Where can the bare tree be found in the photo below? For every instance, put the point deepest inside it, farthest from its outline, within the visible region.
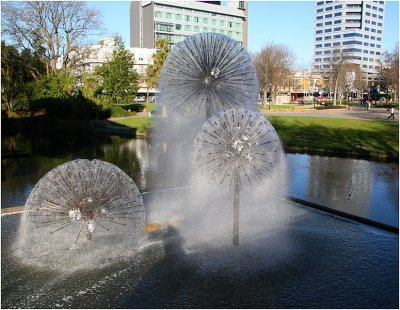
(389, 73)
(58, 29)
(274, 66)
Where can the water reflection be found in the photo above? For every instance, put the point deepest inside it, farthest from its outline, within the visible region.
(361, 187)
(364, 188)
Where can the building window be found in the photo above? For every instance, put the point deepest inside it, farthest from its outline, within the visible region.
(164, 27)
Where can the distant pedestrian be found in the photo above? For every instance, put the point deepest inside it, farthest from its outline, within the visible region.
(391, 113)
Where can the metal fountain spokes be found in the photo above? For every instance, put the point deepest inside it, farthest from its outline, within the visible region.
(237, 143)
(208, 71)
(86, 195)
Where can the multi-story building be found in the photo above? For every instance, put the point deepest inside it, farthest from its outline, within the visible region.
(352, 30)
(102, 52)
(173, 20)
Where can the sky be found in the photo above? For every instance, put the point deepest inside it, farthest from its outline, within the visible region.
(282, 22)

---

- **EXERCISE PROMPT**: Write out every line of the records above again, requests included, and add 150 to each number in the point coordinates of the answers. Leave the pictures out.

- **SOLUTION TO THE EXERCISE**:
Where can the bare tree be found in the photo below? For every instance, put the point deepest inside it, farthest from its outline, within the visible region.
(539, 223)
(208, 179)
(424, 216)
Where can the water reflection be found in the photo above? For every instance, put the point deepest inside it, farthest from its outline, within the visible region.
(511, 337)
(514, 338)
Where can the building window be found in the photo above? For every instance, put the point deepest inside it, farthest from its outline, within the visible region.
(314, 177)
Where can the distant pedestrian be found in the photo above? For every instance, put the point deepest inside it, farthest from its outline, within the visible region.
(541, 263)
Where can the metal fountain spokes be found in the photo above? For every instance, put the point deepest inside it, farthest from its outline, within the visible region.
(387, 293)
(358, 221)
(236, 345)
Where can the multi-story building be found in the photo above? For every instance, put the point deepest inside it, farthest from its outline, within the visible region.
(502, 180)
(252, 202)
(323, 170)
Where can the sky be found in the photo above? For every instance, put the point deepest inside it, farthest from its outline, within the visible region.
(432, 172)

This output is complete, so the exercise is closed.